* WORK TASK *
Transcribe the entries in full, keeping each word as it is.

*** Begin section ***

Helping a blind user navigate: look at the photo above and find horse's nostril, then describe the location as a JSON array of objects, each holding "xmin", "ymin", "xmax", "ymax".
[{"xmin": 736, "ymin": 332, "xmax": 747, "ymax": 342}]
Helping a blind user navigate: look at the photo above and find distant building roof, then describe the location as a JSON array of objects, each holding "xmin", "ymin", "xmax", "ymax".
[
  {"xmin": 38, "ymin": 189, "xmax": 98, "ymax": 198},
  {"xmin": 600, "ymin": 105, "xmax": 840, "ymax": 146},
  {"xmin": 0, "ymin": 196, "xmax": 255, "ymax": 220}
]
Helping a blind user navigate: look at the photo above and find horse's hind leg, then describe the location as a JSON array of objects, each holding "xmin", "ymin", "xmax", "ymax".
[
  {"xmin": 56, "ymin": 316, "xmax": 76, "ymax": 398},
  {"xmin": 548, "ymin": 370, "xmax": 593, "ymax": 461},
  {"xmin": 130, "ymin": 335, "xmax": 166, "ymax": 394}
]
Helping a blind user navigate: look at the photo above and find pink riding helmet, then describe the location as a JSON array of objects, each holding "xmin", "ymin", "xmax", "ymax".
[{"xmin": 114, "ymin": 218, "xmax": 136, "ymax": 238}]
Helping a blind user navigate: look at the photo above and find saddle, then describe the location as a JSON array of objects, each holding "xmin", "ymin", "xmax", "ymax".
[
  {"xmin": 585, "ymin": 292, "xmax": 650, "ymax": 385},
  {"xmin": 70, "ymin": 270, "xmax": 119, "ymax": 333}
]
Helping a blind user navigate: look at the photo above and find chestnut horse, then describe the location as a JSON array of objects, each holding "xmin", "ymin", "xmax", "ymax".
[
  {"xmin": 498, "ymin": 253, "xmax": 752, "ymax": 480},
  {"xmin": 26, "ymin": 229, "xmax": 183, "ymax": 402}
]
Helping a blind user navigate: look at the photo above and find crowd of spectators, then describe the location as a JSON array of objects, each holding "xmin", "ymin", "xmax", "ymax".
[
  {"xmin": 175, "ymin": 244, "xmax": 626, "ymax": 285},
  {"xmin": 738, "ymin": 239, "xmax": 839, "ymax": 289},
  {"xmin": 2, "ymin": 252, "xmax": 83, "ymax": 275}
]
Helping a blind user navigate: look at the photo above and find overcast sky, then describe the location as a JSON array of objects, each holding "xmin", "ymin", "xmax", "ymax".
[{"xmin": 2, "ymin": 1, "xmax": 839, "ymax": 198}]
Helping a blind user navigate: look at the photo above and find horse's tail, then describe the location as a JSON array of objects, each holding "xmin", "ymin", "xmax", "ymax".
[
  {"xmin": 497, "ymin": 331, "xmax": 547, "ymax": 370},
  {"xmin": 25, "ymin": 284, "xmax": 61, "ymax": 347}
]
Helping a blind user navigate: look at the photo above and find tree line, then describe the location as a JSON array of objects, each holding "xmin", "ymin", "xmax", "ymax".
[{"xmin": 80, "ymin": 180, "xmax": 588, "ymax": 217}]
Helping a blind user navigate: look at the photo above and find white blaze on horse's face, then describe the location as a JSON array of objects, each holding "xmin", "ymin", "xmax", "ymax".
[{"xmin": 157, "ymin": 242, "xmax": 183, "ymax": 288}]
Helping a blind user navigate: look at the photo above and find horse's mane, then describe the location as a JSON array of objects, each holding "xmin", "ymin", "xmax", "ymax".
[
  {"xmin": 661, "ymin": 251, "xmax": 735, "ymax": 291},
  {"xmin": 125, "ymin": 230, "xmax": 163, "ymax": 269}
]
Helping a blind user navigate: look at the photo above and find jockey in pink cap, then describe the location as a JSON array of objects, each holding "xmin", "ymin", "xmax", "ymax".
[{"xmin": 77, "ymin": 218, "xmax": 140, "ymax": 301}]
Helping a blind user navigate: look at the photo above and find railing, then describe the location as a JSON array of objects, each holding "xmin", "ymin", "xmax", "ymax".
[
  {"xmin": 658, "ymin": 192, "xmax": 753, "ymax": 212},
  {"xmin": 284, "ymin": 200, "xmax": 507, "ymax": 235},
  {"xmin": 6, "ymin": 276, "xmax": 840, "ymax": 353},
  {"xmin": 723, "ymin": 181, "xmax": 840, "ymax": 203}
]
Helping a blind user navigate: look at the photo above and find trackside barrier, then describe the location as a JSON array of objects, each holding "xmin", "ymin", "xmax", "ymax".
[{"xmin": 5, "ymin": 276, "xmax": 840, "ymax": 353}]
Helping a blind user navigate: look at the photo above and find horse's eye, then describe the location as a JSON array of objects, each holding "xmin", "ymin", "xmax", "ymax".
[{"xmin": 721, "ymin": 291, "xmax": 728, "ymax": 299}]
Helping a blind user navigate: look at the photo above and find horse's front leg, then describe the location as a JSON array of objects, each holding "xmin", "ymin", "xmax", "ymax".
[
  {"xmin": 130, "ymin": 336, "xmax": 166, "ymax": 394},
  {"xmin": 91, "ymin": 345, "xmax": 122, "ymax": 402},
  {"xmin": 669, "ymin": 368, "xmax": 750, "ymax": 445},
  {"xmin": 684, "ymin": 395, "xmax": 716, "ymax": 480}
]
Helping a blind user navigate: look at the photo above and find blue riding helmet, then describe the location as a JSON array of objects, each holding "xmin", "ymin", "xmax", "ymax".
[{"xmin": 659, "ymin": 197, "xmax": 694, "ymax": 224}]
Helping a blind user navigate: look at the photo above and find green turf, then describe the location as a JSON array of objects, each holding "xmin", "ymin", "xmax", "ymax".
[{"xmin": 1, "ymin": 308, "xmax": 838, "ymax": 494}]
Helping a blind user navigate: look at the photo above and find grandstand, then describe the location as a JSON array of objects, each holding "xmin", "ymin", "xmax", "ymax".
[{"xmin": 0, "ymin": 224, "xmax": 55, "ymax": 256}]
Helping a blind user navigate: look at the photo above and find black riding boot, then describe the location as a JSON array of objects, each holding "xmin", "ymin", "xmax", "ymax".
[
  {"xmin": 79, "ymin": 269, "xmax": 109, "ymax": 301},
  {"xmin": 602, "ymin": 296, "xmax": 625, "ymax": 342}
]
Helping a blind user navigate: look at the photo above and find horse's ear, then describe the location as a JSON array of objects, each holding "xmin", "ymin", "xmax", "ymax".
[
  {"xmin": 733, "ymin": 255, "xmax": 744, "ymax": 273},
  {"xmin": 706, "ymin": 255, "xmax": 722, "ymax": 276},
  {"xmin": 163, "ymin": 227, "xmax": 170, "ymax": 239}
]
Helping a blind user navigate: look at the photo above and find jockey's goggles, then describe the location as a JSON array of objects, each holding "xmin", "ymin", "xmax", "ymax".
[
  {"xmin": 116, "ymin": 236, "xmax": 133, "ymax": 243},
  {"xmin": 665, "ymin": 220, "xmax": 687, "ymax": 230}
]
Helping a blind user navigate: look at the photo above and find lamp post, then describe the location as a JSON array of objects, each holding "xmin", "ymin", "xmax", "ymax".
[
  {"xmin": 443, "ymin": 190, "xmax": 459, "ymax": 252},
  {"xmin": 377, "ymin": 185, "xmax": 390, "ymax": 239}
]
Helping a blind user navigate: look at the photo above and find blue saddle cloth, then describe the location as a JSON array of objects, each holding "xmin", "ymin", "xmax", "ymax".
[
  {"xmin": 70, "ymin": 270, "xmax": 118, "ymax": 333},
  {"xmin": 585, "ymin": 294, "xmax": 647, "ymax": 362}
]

*** End section ***

* OUTPUT OF THE EXERCISE *
Helping a blind user navigate: look at the photo above and find horse's nostril, then describe the location as a JSON array of objects, each holding "xmin", "ymin", "xmax", "ymax".
[{"xmin": 736, "ymin": 332, "xmax": 747, "ymax": 342}]
Helping a blind user navigate: look at the photo above and find distant building roof, then describe the location as a JSON array of objects, each holding "xmin", "ymin", "xmax", "ymax".
[
  {"xmin": 38, "ymin": 189, "xmax": 98, "ymax": 198},
  {"xmin": 600, "ymin": 105, "xmax": 840, "ymax": 146},
  {"xmin": 0, "ymin": 196, "xmax": 255, "ymax": 220}
]
Helping a blind user navigate: look at the photo above and find horse's hind leg, then describe the location as a JSON array of objects, each holding "xmin", "ymin", "xmax", "ymax".
[
  {"xmin": 56, "ymin": 316, "xmax": 76, "ymax": 398},
  {"xmin": 548, "ymin": 370, "xmax": 593, "ymax": 461},
  {"xmin": 130, "ymin": 335, "xmax": 166, "ymax": 394}
]
Helping a blind user navigate: look at the photo above and find pink riding helmet, then describe the location as a JSON array of objects, each holding "xmin", "ymin", "xmax", "ymax".
[{"xmin": 114, "ymin": 218, "xmax": 136, "ymax": 238}]
Helping a blind user navigate: look at the photo above and find saddle, then describe the location as a JSON array of objects, each holding "xmin", "ymin", "xmax", "ymax".
[
  {"xmin": 585, "ymin": 292, "xmax": 650, "ymax": 385},
  {"xmin": 70, "ymin": 270, "xmax": 119, "ymax": 333}
]
Helping a blind user navigate: look at the photo above and find chestnut horse, then describe the location as a JSON array of objects, each holding "xmin", "ymin", "xmax", "ymax".
[
  {"xmin": 498, "ymin": 253, "xmax": 752, "ymax": 480},
  {"xmin": 26, "ymin": 229, "xmax": 183, "ymax": 402}
]
Helping a blind user navigate: look at the photo above and find crowd of spectators, then describe the location as a JSON array of objects, each holding "xmin", "ymin", "xmax", "ymax".
[
  {"xmin": 175, "ymin": 244, "xmax": 626, "ymax": 285},
  {"xmin": 738, "ymin": 239, "xmax": 839, "ymax": 289},
  {"xmin": 2, "ymin": 252, "xmax": 83, "ymax": 275}
]
Helping a blind user navigate: look at the photo above and find overcast sky, then describe the location as a JSON array of objects, each holding "xmin", "ymin", "xmax", "ymax".
[{"xmin": 2, "ymin": 1, "xmax": 839, "ymax": 198}]
Helping a blind user navigate: look at the photo above and find horse's tail, then describe the location as a JSON array of objects, each holding "xmin", "ymin", "xmax", "ymax".
[
  {"xmin": 497, "ymin": 331, "xmax": 547, "ymax": 370},
  {"xmin": 25, "ymin": 284, "xmax": 61, "ymax": 347}
]
Helping a blind user navigate: look at the photo above and find tree line, then describe the location as a JSON array of objects, each holding "xmin", "ymin", "xmax", "ymax".
[{"xmin": 80, "ymin": 180, "xmax": 588, "ymax": 217}]
Helping a blind user navigate: look at the photo above and find white blaze on horse's face, then describe the location as a JSON array of objects, each holding "xmin", "ymin", "xmax", "ymax".
[{"xmin": 157, "ymin": 242, "xmax": 183, "ymax": 288}]
Helping a blind user navigate: look at the photo above and find horse's mane, then describe the location as a JSON array of objects, each holding "xmin", "ymin", "xmax", "ymax".
[
  {"xmin": 661, "ymin": 251, "xmax": 735, "ymax": 291},
  {"xmin": 125, "ymin": 230, "xmax": 163, "ymax": 269}
]
Helping a blind user navigate: look at the photo above and find jockey in pink cap, then describe the location as a JSON array of objects, each holding "xmin", "ymin", "xmax", "ymax".
[{"xmin": 77, "ymin": 218, "xmax": 140, "ymax": 301}]
Helping a blind user navigate: look at the photo above and find railing, then describe the location as a JSON array of objects, each holding "xmin", "ymin", "xmax", "ymax".
[
  {"xmin": 658, "ymin": 192, "xmax": 753, "ymax": 212},
  {"xmin": 284, "ymin": 200, "xmax": 507, "ymax": 235},
  {"xmin": 6, "ymin": 276, "xmax": 840, "ymax": 353},
  {"xmin": 723, "ymin": 181, "xmax": 840, "ymax": 203}
]
Helping a blind user navigate: look at the photo above and find trackside barrier, then describe the location as a JSON array of objects, each holding "xmin", "ymin", "xmax", "ymax".
[{"xmin": 5, "ymin": 276, "xmax": 840, "ymax": 353}]
Helping a blind user navigate: look at the photo above and find horse's eye, then describe the location as a JSON array of objects, each holding "xmin", "ymin", "xmax", "ymax".
[{"xmin": 721, "ymin": 291, "xmax": 728, "ymax": 299}]
Helping a blind user navigate: look at the photo above and find horse's front leg, then describe the location as a JSON array of objects, each holding "xmin", "ymin", "xmax", "ymax".
[
  {"xmin": 130, "ymin": 336, "xmax": 166, "ymax": 394},
  {"xmin": 91, "ymin": 345, "xmax": 122, "ymax": 402},
  {"xmin": 669, "ymin": 368, "xmax": 750, "ymax": 445},
  {"xmin": 684, "ymin": 395, "xmax": 716, "ymax": 480}
]
Helping a blind user navigate: look at the photo above and find blue riding helmet, then describe the location as a JSON array of objects, each holding "xmin", "ymin", "xmax", "ymax".
[{"xmin": 659, "ymin": 197, "xmax": 694, "ymax": 224}]
Helping a blind user navigate: look at the photo above and find green turf, then describe the location as a JSON array of objects, each holding "xmin", "ymin", "xmax", "ymax".
[{"xmin": 1, "ymin": 308, "xmax": 838, "ymax": 494}]
Helping a blind user navigate: look at the photo above and find grandstand, then describe the location as a JSON array of objects, each holding "xmin", "ymin", "xmax", "ymax".
[{"xmin": 0, "ymin": 224, "xmax": 55, "ymax": 256}]
Helping a blind user navigate: look at the photo above and find black riding boot, then describe the location as a JSON array of objects, each holding "xmin", "ymin", "xmax", "ymax".
[
  {"xmin": 79, "ymin": 269, "xmax": 109, "ymax": 301},
  {"xmin": 602, "ymin": 296, "xmax": 625, "ymax": 342}
]
Helping a blind user navigate: look at the photo above and find horse's ear, then describe the location as a JSON array of objects, each holding "xmin", "ymin", "xmax", "ymax".
[
  {"xmin": 733, "ymin": 255, "xmax": 744, "ymax": 273},
  {"xmin": 706, "ymin": 255, "xmax": 722, "ymax": 276},
  {"xmin": 163, "ymin": 227, "xmax": 170, "ymax": 239}
]
Helping a blind user navigate: look at the photo above and find jockey's goggles, then describe the location as a JSON array of objects, each holding "xmin", "ymin", "xmax", "ymax".
[
  {"xmin": 116, "ymin": 236, "xmax": 133, "ymax": 243},
  {"xmin": 665, "ymin": 220, "xmax": 687, "ymax": 230}
]
Helping a blind user navigate: look at the photo above and find lamp post, then describe the location as a JSON array of objects, each holding "xmin", "ymin", "xmax", "ymax".
[
  {"xmin": 443, "ymin": 190, "xmax": 459, "ymax": 252},
  {"xmin": 377, "ymin": 185, "xmax": 390, "ymax": 239}
]
Helping a blind user navigate: look at the photo above and find blue saddle cloth, then describe the location as a JSON array of objects, each holding "xmin", "ymin", "xmax", "ymax".
[
  {"xmin": 70, "ymin": 270, "xmax": 118, "ymax": 333},
  {"xmin": 585, "ymin": 294, "xmax": 647, "ymax": 362}
]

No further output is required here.